Fonte>
▶

Comunistas e brasileiros

Quis a sorte, a coincidência ou o azar, lá para Junho já saberei, que devido aos meus afazeres profissionais tivesse de conviver com umas peruas urbanas. Vejo as peruas uma vez por mês sensivelmente e para minha imensa sorte revezam-se: ora vai uma ora vão duas mas apenas uma vez se juntaram as quatros, ou as três, já que uma, embora perua, tem a sua condição em estacionária e é relativamente simpática. Na sua condição de peruas sabem mais do que todos os presentes, falam também mais do que todos os presentes e têm a sobranceria própria de quem sabe sempre tudo.

◀

Dados fornecidos>

▶

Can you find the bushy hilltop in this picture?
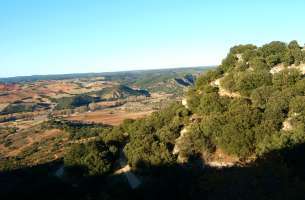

◀

Enunciado> De acordo com a fonte, com que frequência quem escreve vê as peruas urbanas?

Resposta escrita> Sensivelmente uma vez por mês.